Task statement
Quote each item below word for word, and leave the picture out.

Data for this task
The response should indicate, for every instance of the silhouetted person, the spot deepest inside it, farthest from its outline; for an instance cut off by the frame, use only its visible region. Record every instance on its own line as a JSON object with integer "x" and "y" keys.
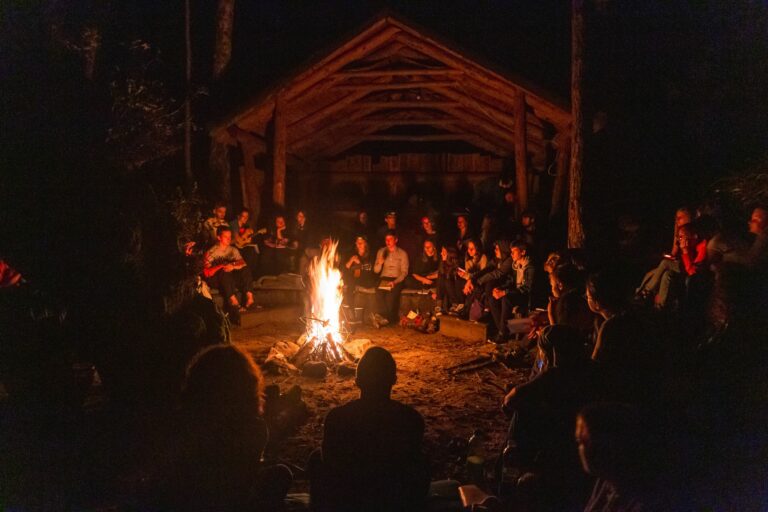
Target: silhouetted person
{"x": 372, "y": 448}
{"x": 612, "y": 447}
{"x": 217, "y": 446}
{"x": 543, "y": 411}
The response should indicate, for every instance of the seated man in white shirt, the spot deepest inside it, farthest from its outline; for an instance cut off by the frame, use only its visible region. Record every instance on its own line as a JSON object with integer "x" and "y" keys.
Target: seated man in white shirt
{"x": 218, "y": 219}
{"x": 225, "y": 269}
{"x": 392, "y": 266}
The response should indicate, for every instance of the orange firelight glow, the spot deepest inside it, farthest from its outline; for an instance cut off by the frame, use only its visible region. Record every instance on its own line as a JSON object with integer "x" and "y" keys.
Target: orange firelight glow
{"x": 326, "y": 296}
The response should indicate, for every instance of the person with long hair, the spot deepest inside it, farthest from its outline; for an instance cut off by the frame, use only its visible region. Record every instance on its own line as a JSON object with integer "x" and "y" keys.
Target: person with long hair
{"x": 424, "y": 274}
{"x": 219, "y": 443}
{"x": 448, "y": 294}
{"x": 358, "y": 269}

Result
The response should indicate, for every instance of the silhouetted person, the spot deepest inside it, farthest from its outline; for an instance cut off by the frame, use only its visible region. Record every instance on its own line as a JSON object with integer "x" and "y" keys.
Target: silhouetted person
{"x": 372, "y": 448}
{"x": 612, "y": 447}
{"x": 217, "y": 446}
{"x": 543, "y": 411}
The response should indicate, for every instance of the seated man in white shirt, the spot deepest inside it, farthest from its outline; for an instance cut off by the frame, use only its visible region. Record every instance on its own line as a JSON object with integer "x" and "y" keys.
Target: seated man in white shirt
{"x": 218, "y": 219}
{"x": 225, "y": 269}
{"x": 392, "y": 266}
The response should indicate, for every instance of the orange firelight glow, the spot deepest inside it, farthest from its outline; for an instance cut off by the frame, use only its visible region. Record every instance on its own line as a JSON object with integer "x" and "y" keys.
Target: orange firelight glow
{"x": 326, "y": 296}
The response should indicate, for every instance of the person with long hair, the spot deepest inside it, farthest from its outline; for an instance cut off by the frame, use only its visible region. Record every instance on its own line as a JSON object with integer "x" and "y" keys.
Target: person with long hair
{"x": 424, "y": 274}
{"x": 219, "y": 443}
{"x": 448, "y": 294}
{"x": 358, "y": 269}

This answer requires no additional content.